指令:
能否把下面的材料重写一遍，将其中的“query”一律替换为“request”，其余内容保持不变？输出时请略去图片。

[区域标注记录]
+-------+
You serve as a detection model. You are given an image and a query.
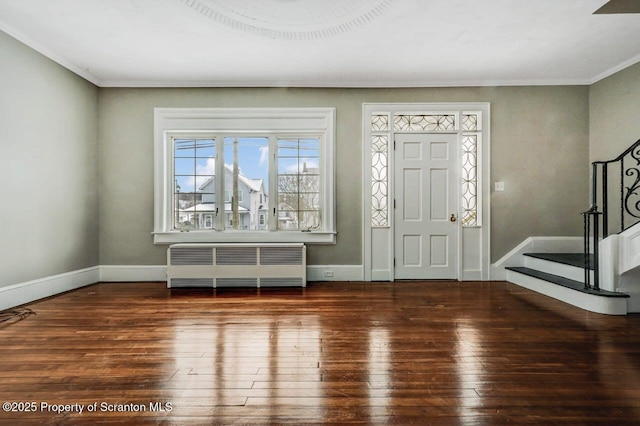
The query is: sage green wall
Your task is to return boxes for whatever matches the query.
[0,32,98,287]
[589,62,640,161]
[99,86,589,265]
+-------+
本题答案:
You serve as a detection model. You are given an image and a request.
The request is: sage green wall
Your task is to return boxes for whatever matches the request.
[0,32,98,287]
[589,62,640,161]
[99,86,589,265]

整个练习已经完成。